- What the task asks
Please print exactly the lines running from the one that contains "Practice. Identify the narrow" to the end of the data, with both lines included.
** START OF Records for the task **
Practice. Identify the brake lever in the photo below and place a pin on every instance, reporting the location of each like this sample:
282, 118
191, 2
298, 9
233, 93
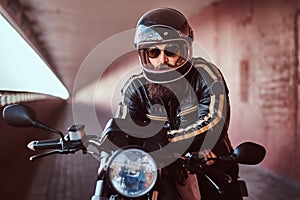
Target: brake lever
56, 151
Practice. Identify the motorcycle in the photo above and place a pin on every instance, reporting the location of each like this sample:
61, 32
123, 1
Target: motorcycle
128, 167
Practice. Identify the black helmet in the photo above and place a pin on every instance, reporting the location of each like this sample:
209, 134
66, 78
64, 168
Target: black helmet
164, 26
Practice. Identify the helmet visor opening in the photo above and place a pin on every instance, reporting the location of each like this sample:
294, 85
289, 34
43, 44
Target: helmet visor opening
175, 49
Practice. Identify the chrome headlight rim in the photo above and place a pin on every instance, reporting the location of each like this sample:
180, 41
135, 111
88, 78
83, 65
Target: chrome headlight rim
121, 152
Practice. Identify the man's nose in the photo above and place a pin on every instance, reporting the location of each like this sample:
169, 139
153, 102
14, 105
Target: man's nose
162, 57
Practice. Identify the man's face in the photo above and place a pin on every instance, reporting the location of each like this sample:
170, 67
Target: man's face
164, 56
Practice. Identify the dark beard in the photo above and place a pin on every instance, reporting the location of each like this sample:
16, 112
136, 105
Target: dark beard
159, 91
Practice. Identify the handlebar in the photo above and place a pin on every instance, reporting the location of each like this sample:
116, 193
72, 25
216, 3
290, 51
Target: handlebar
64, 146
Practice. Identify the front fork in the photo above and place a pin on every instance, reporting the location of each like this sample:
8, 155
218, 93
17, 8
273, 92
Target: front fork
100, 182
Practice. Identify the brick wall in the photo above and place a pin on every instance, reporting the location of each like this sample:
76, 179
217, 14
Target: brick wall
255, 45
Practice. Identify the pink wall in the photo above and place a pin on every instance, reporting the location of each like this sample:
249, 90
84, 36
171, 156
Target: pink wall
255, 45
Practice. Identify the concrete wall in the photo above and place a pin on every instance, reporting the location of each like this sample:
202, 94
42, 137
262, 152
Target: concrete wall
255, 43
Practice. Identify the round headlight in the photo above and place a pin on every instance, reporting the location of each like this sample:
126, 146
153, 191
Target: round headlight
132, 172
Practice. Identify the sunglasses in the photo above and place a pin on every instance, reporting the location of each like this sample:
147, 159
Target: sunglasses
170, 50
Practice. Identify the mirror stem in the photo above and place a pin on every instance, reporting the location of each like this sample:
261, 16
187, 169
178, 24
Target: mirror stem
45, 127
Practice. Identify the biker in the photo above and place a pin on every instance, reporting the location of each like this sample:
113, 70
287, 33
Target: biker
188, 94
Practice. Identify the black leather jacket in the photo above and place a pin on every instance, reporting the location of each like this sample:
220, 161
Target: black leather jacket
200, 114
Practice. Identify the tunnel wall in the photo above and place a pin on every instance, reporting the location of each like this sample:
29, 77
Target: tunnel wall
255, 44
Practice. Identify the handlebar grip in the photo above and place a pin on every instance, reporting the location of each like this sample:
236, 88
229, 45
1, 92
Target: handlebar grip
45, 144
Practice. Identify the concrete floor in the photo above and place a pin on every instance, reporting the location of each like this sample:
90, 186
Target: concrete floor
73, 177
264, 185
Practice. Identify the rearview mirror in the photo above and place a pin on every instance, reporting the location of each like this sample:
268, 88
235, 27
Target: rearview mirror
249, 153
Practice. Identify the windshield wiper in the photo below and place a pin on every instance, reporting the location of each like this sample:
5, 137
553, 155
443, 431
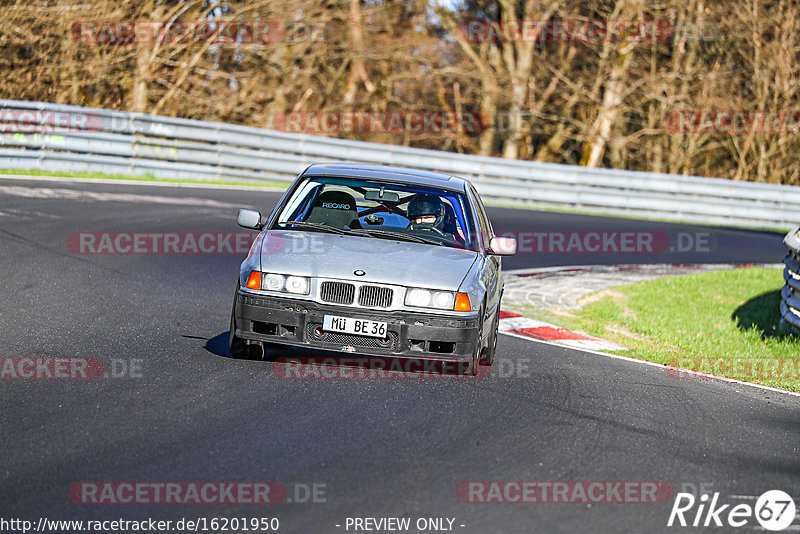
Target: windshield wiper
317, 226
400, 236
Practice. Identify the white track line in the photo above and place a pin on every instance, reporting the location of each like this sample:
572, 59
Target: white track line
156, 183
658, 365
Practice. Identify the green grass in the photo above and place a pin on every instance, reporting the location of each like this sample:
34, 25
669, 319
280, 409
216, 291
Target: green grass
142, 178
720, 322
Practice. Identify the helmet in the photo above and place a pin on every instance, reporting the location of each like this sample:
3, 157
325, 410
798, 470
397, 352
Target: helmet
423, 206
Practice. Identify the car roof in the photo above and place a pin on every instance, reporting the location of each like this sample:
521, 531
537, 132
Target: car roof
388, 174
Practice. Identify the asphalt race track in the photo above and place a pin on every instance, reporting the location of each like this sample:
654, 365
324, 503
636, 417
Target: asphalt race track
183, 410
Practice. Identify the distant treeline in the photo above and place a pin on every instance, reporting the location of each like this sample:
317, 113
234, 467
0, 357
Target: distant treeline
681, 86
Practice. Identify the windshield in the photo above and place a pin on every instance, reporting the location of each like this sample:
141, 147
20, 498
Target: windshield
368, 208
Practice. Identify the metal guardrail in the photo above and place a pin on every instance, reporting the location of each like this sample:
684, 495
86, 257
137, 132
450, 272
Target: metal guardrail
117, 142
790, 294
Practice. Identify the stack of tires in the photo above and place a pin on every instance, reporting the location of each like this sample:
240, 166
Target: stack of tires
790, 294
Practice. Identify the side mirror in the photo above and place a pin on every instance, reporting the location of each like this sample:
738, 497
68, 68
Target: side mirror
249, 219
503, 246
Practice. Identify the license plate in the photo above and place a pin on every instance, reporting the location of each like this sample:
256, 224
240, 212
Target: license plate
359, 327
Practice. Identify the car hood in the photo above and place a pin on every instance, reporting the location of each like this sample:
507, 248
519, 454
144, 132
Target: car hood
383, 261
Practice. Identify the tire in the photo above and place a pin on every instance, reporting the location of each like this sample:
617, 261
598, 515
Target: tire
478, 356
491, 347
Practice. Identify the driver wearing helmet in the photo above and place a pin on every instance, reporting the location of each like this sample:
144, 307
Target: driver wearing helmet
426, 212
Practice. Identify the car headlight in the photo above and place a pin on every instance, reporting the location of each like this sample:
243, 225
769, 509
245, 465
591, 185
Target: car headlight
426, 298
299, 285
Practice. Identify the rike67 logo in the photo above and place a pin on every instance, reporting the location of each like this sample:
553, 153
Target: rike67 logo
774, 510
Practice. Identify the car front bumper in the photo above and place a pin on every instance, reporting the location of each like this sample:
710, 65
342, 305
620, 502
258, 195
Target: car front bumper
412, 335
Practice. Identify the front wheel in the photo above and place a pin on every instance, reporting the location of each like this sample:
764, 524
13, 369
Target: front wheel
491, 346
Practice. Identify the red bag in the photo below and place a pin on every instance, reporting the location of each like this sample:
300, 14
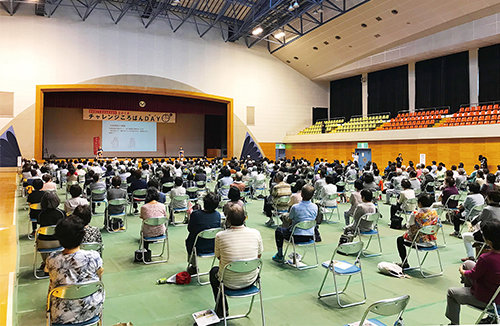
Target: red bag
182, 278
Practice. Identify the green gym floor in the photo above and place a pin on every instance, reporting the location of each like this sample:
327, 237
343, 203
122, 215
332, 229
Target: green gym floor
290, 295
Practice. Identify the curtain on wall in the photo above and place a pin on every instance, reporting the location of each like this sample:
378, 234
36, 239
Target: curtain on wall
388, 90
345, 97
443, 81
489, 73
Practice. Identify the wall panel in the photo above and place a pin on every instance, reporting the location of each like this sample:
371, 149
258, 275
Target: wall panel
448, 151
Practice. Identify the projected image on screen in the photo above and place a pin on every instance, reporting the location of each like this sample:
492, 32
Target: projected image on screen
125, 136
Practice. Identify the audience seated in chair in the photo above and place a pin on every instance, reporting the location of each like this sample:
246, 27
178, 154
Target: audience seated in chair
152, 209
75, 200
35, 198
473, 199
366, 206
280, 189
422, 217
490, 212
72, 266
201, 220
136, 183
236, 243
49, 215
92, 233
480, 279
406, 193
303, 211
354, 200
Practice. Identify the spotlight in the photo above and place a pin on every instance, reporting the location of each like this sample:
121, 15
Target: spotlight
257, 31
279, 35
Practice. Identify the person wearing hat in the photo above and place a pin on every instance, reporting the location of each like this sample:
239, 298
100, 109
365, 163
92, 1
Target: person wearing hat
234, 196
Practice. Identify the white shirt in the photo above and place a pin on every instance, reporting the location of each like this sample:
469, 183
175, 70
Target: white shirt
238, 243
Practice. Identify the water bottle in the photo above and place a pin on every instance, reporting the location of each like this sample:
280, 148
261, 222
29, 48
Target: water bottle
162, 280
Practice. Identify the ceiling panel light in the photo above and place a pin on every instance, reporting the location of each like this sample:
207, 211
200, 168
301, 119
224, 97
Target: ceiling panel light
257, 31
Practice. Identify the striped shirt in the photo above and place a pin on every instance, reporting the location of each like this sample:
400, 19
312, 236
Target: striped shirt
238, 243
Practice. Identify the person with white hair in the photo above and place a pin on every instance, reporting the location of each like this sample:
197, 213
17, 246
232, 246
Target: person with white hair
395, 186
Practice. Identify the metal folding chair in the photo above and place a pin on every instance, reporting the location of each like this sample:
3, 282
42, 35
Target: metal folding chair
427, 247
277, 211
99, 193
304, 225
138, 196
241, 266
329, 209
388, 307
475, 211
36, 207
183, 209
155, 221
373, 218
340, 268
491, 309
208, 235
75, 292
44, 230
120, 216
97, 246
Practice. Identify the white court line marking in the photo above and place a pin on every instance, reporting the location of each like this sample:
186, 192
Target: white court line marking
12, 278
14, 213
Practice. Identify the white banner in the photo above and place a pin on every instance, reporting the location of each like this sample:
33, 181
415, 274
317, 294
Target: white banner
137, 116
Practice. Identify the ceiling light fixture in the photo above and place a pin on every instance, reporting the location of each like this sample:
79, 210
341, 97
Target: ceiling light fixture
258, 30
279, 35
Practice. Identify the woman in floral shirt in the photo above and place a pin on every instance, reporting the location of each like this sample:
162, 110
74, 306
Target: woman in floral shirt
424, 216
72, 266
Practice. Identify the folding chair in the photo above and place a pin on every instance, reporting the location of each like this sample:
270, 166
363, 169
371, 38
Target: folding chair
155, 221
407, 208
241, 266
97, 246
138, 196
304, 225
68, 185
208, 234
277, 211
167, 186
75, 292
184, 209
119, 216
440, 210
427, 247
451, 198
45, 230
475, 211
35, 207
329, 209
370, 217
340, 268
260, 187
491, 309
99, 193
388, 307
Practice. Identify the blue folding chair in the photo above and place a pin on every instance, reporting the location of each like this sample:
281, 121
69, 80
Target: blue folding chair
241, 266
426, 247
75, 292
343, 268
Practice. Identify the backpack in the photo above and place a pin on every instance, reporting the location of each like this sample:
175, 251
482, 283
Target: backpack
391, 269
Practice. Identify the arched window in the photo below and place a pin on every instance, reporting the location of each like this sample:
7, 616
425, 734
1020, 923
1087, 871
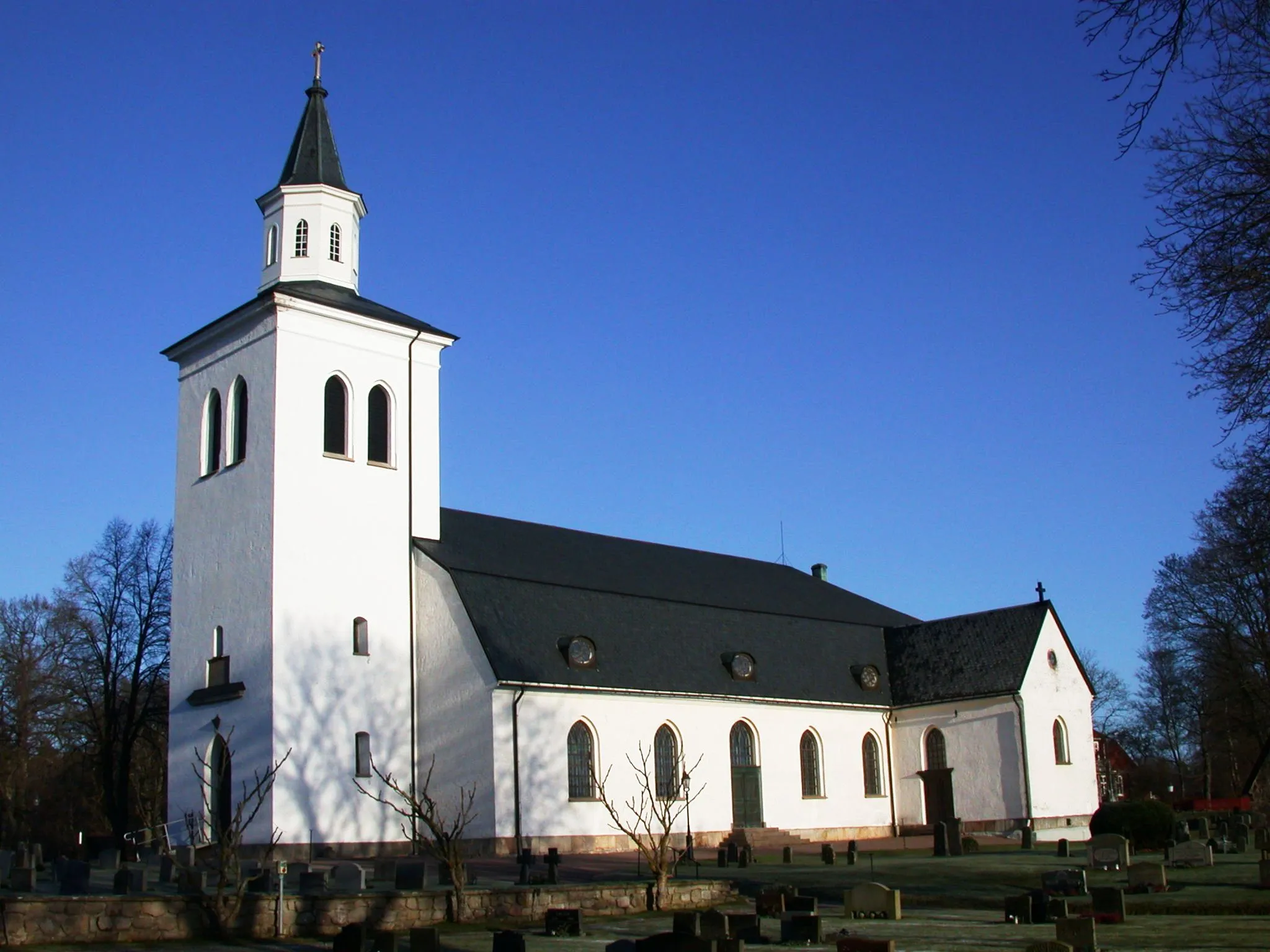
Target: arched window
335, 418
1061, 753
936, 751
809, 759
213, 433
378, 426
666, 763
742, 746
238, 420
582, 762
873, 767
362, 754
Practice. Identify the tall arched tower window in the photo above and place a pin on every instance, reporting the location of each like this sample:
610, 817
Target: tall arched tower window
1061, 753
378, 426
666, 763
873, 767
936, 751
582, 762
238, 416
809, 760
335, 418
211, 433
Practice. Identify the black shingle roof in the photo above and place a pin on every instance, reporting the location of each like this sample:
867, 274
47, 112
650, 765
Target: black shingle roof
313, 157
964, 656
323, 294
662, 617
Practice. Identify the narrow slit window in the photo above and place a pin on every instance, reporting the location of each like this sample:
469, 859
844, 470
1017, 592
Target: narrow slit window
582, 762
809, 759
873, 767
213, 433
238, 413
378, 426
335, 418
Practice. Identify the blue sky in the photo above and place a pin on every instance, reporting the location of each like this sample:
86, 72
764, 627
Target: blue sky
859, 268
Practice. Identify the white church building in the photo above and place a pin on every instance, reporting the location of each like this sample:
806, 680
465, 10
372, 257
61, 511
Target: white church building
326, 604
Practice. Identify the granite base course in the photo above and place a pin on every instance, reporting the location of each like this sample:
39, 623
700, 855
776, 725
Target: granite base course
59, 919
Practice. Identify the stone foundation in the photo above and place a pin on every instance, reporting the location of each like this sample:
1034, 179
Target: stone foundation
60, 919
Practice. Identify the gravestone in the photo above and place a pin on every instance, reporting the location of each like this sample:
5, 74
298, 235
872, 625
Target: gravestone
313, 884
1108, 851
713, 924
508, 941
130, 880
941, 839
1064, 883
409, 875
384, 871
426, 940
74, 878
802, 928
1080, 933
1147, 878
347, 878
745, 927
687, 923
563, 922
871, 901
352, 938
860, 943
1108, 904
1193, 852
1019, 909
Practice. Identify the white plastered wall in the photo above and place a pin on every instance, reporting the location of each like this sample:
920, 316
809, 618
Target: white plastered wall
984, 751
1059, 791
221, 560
** END OF Records for the task **
- Answer to this task
Practice. Identify the narrow slit window in the photo above and place a pin on every instance, reporting the location of each like this sample:
469, 859
844, 470
1017, 592
Target: narrow slit window
582, 762
809, 759
873, 767
213, 433
238, 413
378, 426
335, 418
Practice. Identify the blue sky in the photo above and place a pin on every instance, reporting the location of each like this sample:
86, 72
764, 627
Target: blue sky
859, 268
Practice. Identify the white church building in the photo above and place a pin on every instance, reporting the location of each like this sample:
806, 680
465, 10
372, 257
61, 511
Target: white church building
326, 604
Practice. Identify the granite base course in the photo above and place a pin on every instance, reporting the location of each like this sample:
39, 623
700, 855
776, 725
Target: granite base course
59, 919
Practice. Identify the stone foundation in the photo above and place a pin on every instance, reporting the location of each like this sample:
1034, 179
Target: stone foundation
60, 919
Practice. Identify the gravestone in the photo above and place a pin on every instance, reporting the location of each like this sample:
5, 74
298, 235
872, 625
Target: gravestone
313, 884
1108, 851
713, 924
508, 941
130, 880
941, 839
1064, 883
409, 875
384, 871
426, 940
74, 878
802, 928
1080, 933
1147, 878
347, 878
745, 927
687, 923
563, 922
871, 901
352, 938
860, 943
1108, 904
1193, 852
1019, 909
Practice. Identify the white plastered wall in the photo above and place a pin on every instance, reporting the location of each like this sample:
920, 316
809, 618
Target: white plastered wall
984, 751
1059, 791
221, 560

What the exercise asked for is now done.